WHAT TO DO — All that is asked is a faithful reproduction of the entries.

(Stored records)
::::
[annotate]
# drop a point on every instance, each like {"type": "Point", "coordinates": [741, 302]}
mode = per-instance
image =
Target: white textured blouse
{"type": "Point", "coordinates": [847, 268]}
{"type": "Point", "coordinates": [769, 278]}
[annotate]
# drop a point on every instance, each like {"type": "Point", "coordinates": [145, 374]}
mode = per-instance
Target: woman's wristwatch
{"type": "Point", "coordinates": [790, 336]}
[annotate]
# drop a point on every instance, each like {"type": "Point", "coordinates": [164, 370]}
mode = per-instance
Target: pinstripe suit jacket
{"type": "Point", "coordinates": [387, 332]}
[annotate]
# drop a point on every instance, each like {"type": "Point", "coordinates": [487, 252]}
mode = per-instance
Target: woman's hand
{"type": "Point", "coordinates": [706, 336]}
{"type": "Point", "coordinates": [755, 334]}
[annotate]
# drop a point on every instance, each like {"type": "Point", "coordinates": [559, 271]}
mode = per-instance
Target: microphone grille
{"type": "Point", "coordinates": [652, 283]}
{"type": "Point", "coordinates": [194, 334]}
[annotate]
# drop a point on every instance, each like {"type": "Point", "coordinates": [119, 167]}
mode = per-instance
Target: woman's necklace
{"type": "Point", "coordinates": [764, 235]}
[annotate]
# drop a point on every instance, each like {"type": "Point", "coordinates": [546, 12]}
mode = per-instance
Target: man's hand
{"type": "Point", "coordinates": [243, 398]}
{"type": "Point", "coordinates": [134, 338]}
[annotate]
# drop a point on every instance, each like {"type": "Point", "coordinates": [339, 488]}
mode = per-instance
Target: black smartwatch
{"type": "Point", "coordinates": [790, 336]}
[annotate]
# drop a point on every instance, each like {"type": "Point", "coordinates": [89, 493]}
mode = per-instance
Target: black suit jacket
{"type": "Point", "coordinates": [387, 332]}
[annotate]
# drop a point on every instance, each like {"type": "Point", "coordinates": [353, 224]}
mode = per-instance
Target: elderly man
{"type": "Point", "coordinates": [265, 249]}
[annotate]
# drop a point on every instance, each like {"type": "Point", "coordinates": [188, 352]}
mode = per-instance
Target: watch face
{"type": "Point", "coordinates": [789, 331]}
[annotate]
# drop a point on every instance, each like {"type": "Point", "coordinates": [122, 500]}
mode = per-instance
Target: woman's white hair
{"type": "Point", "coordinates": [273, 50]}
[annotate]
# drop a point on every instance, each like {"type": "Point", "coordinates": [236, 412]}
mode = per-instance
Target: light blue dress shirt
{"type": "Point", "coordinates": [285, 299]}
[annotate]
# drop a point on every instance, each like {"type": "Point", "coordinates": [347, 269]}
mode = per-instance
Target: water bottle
::::
RESULT OF THIS EXERCISE —
[annotate]
# drop a point on every instance, each like {"type": "Point", "coordinates": [741, 302]}
mode = per-instance
image =
Target: white textured blouse
{"type": "Point", "coordinates": [847, 268]}
{"type": "Point", "coordinates": [769, 278]}
[annotate]
# drop a point on every instance, each like {"type": "Point", "coordinates": [145, 374]}
mode = per-instance
Target: woman's wristwatch
{"type": "Point", "coordinates": [790, 336]}
[annotate]
# drop a point on every instance, each like {"type": "Point", "coordinates": [164, 370]}
mode = per-instance
Target: pinstripe suit jacket
{"type": "Point", "coordinates": [387, 332]}
[annotate]
# drop a point on every instance, each like {"type": "Point", "coordinates": [487, 252]}
mode = per-instance
Target: woman's hand
{"type": "Point", "coordinates": [706, 336]}
{"type": "Point", "coordinates": [755, 334]}
[annotate]
# drop a point on every instance, each like {"type": "Point", "coordinates": [559, 271]}
mode = per-instance
Target: microphone grille
{"type": "Point", "coordinates": [652, 283]}
{"type": "Point", "coordinates": [194, 334]}
[annotate]
# drop a point on every instance, each like {"type": "Point", "coordinates": [119, 167]}
mode = per-instance
Target: woman's necklace
{"type": "Point", "coordinates": [764, 235]}
[annotate]
# drop a point on every instance, each like {"type": "Point", "coordinates": [546, 12]}
mode = per-instance
Target: man's hand
{"type": "Point", "coordinates": [243, 398]}
{"type": "Point", "coordinates": [134, 338]}
[annotate]
# drop a point on every instance, each like {"type": "Point", "coordinates": [339, 488]}
mode = per-instance
Target: black smartwatch
{"type": "Point", "coordinates": [790, 336]}
[annotate]
# drop a point on every instance, each like {"type": "Point", "coordinates": [89, 493]}
mode = per-instance
Target: black suit jacket
{"type": "Point", "coordinates": [387, 332]}
[annotate]
# drop a point on every instance, each like {"type": "Point", "coordinates": [353, 224]}
mode = per-instance
Target: elderly man
{"type": "Point", "coordinates": [265, 249]}
[annotate]
# drop a point on every instance, each like {"type": "Point", "coordinates": [188, 352]}
mode = per-instance
Target: watch face
{"type": "Point", "coordinates": [789, 331]}
[annotate]
# drop a point on every instance, each like {"type": "Point", "coordinates": [122, 500]}
mode = per-instance
Target: woman's white hair
{"type": "Point", "coordinates": [273, 50]}
[annotate]
# drop a point on every instance, each like {"type": "Point", "coordinates": [236, 412]}
mode = per-instance
Target: light blue dress shirt
{"type": "Point", "coordinates": [285, 299]}
[annotate]
# drop a point on every instance, each like {"type": "Point", "coordinates": [347, 269]}
mode = per-instance
Target: water bottle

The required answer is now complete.